Records supplied:
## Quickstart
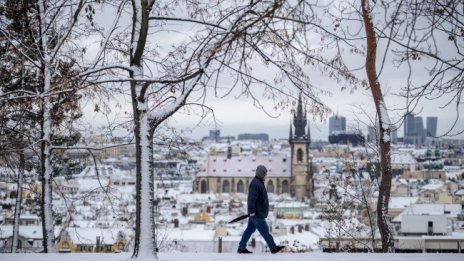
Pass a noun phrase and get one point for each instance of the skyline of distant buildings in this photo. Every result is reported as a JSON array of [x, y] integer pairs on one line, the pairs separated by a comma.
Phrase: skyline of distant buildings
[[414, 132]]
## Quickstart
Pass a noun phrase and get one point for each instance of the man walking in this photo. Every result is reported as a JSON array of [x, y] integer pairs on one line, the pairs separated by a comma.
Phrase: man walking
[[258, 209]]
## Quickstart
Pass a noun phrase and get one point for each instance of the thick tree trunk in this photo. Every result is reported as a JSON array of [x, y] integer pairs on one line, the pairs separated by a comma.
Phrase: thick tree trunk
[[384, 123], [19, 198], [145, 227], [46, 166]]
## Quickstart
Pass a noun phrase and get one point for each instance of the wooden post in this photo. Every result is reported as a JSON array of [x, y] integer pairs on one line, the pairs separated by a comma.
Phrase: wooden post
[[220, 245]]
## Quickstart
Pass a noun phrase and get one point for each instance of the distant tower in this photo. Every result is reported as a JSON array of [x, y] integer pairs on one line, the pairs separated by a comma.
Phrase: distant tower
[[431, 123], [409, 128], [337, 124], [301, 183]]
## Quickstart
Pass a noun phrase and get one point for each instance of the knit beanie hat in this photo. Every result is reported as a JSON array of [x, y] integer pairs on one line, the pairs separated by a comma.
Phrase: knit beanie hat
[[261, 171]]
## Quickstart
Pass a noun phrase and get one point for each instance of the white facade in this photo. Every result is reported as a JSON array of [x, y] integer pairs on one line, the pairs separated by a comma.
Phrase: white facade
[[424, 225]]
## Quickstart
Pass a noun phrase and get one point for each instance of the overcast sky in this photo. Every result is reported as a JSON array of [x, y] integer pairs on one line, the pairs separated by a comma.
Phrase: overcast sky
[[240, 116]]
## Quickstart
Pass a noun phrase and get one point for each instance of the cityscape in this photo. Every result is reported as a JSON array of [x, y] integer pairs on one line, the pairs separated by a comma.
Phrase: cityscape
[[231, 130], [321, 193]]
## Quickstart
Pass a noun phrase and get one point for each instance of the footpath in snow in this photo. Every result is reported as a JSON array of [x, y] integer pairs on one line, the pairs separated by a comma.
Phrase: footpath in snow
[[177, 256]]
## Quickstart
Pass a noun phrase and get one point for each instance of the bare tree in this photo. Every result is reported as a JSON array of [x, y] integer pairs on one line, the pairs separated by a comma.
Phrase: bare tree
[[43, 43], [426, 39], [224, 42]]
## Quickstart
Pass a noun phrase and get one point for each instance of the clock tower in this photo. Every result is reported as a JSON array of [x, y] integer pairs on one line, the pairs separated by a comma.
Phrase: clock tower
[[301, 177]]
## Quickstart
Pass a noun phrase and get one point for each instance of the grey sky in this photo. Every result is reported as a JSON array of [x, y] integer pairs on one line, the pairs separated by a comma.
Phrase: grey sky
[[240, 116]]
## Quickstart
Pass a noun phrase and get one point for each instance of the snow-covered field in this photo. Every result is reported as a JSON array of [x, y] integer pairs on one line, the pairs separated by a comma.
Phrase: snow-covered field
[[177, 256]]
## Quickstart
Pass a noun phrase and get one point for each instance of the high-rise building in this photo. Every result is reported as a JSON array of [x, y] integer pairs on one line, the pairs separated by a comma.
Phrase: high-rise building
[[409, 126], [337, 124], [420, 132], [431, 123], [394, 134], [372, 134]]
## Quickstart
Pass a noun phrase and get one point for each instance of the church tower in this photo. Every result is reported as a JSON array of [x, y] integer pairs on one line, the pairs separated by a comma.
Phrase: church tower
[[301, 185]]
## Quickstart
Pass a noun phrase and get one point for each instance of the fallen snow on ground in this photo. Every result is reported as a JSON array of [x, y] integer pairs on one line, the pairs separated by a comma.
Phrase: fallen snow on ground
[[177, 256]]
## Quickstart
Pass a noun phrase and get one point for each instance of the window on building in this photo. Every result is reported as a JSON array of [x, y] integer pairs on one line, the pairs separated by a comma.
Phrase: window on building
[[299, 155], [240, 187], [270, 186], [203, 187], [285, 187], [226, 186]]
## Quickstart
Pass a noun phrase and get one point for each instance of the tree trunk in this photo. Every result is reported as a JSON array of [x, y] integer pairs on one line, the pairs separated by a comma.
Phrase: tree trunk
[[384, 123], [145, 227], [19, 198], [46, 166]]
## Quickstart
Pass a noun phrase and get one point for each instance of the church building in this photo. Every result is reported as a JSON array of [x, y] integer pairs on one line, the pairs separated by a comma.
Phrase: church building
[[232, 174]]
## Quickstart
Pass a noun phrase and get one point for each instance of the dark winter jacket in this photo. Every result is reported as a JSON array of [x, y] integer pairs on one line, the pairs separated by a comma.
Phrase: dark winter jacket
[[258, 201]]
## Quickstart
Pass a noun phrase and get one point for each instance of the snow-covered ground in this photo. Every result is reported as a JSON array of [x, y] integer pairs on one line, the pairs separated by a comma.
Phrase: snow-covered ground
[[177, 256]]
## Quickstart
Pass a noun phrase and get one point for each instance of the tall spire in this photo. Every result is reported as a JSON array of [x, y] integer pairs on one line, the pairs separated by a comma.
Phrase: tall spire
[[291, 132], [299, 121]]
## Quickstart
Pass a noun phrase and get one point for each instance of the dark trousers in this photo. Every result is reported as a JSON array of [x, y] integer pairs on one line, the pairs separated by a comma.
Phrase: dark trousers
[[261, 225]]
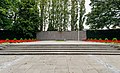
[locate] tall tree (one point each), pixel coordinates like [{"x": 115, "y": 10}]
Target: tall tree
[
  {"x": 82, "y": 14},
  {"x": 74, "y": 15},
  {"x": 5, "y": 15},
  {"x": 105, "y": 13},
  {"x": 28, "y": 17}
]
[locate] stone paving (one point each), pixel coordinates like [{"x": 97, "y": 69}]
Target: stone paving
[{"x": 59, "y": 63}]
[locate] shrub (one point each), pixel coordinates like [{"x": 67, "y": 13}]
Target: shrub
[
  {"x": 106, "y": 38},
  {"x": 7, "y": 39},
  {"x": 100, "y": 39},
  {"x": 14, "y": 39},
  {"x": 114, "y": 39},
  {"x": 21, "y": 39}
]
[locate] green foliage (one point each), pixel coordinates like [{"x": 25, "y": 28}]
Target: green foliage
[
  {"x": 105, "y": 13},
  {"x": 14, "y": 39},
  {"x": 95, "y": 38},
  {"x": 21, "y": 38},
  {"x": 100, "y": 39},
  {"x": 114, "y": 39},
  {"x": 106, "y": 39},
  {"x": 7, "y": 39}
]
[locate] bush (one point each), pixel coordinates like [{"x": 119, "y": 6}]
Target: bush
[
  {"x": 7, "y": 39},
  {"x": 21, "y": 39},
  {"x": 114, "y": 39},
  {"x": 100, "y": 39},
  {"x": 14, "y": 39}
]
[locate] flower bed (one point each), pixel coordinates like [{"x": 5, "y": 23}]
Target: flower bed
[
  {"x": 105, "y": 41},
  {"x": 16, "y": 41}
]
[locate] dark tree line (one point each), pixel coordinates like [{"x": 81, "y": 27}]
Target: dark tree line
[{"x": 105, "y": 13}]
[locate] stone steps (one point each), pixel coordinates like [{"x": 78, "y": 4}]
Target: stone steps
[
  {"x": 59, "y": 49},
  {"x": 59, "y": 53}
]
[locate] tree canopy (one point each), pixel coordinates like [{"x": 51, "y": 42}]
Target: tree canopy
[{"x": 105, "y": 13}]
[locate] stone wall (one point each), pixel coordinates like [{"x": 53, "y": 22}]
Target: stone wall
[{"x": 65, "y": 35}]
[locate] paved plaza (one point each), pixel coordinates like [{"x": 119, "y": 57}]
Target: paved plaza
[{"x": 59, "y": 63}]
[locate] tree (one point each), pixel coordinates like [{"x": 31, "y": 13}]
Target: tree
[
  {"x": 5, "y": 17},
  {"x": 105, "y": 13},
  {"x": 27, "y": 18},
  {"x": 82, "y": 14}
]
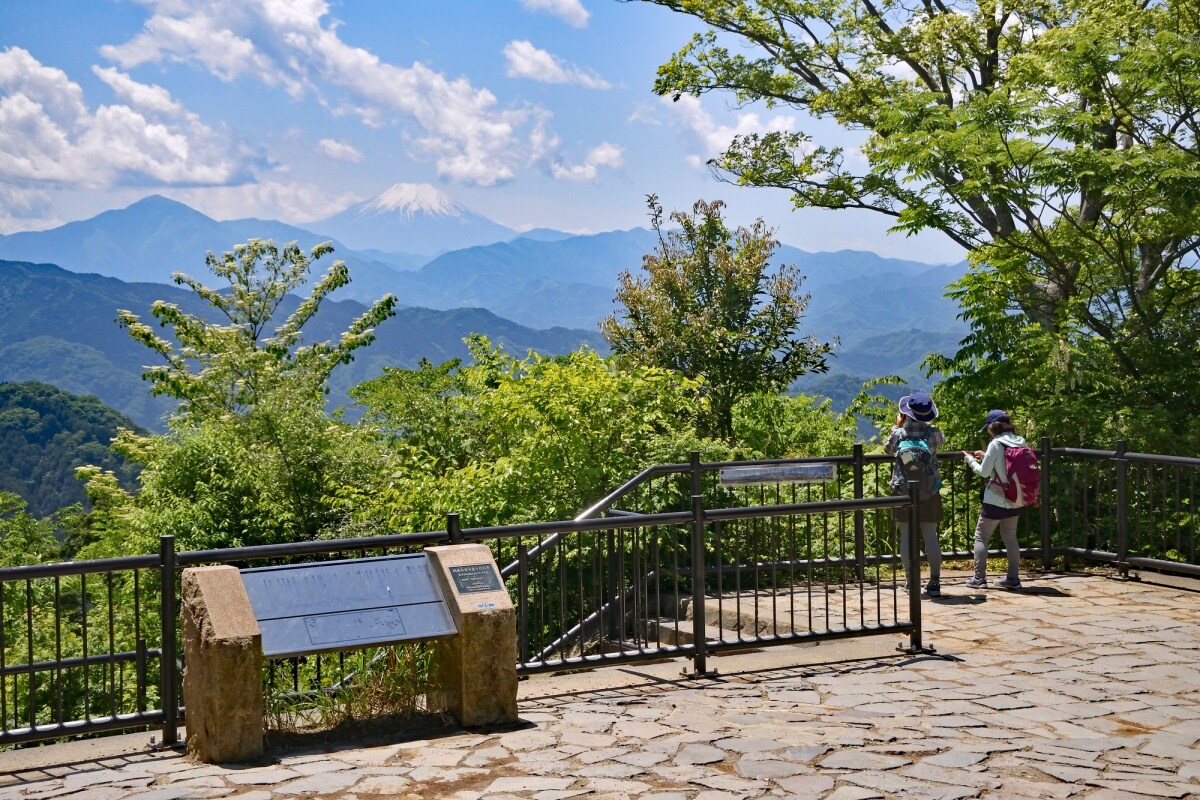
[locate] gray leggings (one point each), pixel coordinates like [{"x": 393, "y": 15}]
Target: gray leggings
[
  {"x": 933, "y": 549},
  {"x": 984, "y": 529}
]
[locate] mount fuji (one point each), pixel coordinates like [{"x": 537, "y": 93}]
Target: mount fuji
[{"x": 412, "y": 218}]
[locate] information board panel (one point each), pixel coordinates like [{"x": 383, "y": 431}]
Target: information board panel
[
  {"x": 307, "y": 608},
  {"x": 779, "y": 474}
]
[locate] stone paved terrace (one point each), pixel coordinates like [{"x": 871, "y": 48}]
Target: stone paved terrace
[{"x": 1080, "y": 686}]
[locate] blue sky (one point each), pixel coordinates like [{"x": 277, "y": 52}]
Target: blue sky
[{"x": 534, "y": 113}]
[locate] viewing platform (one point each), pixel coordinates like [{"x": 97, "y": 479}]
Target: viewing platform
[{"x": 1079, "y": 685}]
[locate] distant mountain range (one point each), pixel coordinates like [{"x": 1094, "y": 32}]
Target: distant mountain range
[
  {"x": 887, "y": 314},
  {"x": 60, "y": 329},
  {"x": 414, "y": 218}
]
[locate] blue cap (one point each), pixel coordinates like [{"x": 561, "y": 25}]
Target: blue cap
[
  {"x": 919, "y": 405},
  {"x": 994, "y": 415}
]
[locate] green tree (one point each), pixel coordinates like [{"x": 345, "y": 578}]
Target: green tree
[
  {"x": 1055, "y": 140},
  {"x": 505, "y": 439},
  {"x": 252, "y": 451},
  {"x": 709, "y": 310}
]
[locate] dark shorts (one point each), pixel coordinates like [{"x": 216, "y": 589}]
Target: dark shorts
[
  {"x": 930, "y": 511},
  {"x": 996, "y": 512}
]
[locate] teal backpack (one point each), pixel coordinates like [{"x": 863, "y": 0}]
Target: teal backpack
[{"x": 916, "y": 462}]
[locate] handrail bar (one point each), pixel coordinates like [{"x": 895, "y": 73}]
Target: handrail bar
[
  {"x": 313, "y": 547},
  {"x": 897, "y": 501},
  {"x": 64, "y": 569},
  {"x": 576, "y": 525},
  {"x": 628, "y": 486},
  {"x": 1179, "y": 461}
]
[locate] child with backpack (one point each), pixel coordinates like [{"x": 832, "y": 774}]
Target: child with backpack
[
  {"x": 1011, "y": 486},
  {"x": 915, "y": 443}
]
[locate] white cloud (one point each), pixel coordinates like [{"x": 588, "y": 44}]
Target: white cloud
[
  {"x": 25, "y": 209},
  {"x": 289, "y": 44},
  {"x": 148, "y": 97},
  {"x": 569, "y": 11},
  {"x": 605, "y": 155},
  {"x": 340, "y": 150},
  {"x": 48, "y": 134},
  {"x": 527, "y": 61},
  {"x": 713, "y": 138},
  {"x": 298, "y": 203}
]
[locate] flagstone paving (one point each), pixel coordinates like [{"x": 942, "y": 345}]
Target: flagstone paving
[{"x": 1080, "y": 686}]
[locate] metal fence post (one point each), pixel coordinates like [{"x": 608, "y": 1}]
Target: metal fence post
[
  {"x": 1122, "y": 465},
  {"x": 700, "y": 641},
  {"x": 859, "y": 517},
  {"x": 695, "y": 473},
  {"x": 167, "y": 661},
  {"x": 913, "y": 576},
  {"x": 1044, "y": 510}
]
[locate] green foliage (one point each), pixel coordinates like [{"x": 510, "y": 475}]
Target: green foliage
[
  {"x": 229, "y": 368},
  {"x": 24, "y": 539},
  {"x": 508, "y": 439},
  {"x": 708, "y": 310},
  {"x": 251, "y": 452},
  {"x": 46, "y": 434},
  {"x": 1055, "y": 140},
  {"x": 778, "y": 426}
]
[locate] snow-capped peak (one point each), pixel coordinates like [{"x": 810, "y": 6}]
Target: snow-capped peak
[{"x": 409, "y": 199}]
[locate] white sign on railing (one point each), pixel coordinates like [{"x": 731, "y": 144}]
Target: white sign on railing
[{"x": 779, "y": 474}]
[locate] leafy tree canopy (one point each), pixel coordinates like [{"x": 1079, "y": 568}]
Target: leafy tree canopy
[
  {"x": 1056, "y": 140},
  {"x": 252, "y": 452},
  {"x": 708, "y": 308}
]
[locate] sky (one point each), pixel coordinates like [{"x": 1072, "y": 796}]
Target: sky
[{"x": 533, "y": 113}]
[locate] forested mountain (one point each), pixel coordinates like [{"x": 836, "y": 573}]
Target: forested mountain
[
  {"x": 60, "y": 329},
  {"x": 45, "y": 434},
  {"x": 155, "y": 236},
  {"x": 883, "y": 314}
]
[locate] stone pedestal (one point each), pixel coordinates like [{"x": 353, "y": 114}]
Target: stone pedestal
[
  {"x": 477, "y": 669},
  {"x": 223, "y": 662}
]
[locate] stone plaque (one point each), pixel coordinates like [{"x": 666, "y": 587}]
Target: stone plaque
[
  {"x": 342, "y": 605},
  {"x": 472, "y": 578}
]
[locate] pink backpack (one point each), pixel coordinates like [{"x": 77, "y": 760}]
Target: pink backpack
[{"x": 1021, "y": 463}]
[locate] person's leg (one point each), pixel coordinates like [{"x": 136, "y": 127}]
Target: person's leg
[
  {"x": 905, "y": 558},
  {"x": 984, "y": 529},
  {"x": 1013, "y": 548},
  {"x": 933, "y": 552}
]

Written exercise:
Copy the entries word for word, from the very first line up to and including the line with "[[414, 132]]", and leave the pictures out.

Answer for the task:
## Quickstart
Pass a noun phrase and get one point for each instance of the skyline of distant buildings in this photo. Every result is reported as a JSON array of [x, y] integer pairs on one line, the pairs separated by a comma.
Phrase: skyline of distant buildings
[[414, 132]]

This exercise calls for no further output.